--- TASK INPUT ---

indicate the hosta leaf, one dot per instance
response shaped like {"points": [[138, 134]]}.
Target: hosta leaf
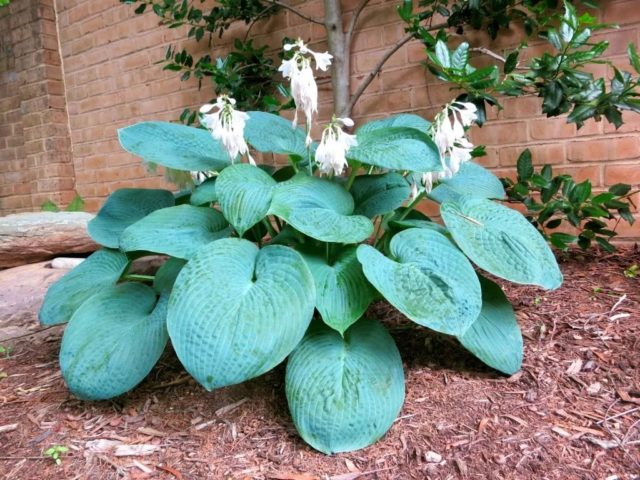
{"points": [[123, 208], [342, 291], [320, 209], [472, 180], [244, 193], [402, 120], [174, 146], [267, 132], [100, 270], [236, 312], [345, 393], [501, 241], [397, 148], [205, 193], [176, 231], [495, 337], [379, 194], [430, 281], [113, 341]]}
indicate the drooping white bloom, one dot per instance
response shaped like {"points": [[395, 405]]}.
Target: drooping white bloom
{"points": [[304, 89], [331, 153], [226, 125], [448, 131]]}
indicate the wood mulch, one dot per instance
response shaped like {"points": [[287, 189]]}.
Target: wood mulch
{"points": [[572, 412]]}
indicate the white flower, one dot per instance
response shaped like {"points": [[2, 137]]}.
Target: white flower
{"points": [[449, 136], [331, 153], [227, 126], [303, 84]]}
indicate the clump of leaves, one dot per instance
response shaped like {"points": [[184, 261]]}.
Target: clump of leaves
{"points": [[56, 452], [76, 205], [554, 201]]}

---
--- TASK INPUT ---

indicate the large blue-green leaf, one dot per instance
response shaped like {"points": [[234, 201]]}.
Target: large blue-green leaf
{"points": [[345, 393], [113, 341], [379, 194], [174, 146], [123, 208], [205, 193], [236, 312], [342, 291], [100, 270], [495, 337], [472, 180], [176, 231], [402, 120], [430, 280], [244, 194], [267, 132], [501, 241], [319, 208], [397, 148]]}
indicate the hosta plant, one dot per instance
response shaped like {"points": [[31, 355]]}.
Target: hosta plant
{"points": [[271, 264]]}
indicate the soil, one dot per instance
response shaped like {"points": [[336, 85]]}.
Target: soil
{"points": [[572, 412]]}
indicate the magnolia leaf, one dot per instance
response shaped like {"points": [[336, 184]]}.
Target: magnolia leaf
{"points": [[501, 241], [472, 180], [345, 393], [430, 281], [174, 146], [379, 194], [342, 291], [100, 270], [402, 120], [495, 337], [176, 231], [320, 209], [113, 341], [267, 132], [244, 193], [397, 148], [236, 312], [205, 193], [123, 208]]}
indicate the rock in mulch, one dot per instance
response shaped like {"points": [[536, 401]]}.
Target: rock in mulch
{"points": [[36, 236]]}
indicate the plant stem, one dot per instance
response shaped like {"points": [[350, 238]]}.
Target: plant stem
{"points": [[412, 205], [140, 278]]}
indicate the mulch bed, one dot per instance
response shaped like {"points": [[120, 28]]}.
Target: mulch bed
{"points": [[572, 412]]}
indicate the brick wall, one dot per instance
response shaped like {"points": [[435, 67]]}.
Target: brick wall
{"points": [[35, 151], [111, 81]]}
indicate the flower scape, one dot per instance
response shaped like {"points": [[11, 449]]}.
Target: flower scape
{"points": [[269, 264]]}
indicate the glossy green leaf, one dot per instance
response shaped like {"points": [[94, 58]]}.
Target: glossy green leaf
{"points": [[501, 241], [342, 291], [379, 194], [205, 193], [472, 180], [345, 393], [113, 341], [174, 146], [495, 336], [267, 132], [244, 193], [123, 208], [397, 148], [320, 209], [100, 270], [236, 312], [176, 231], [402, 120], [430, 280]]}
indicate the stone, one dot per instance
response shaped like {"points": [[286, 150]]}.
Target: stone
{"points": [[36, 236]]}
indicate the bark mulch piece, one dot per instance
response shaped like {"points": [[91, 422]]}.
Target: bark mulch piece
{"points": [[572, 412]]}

---

Give again exactly, and only, the lines above starting at the one with "indicate the drooping" and ending at the one with "indicate the white".

indicate the drooping white bloom, one dot per instance
response shaped like {"points": [[395, 405]]}.
Target: drooping white bloom
{"points": [[304, 89], [331, 153], [226, 125], [448, 131]]}
indicate the wood mulch, one dot per instance
response shaped like {"points": [[287, 189]]}.
Target: wood mulch
{"points": [[572, 412]]}
indicate the white flower, one dot per instance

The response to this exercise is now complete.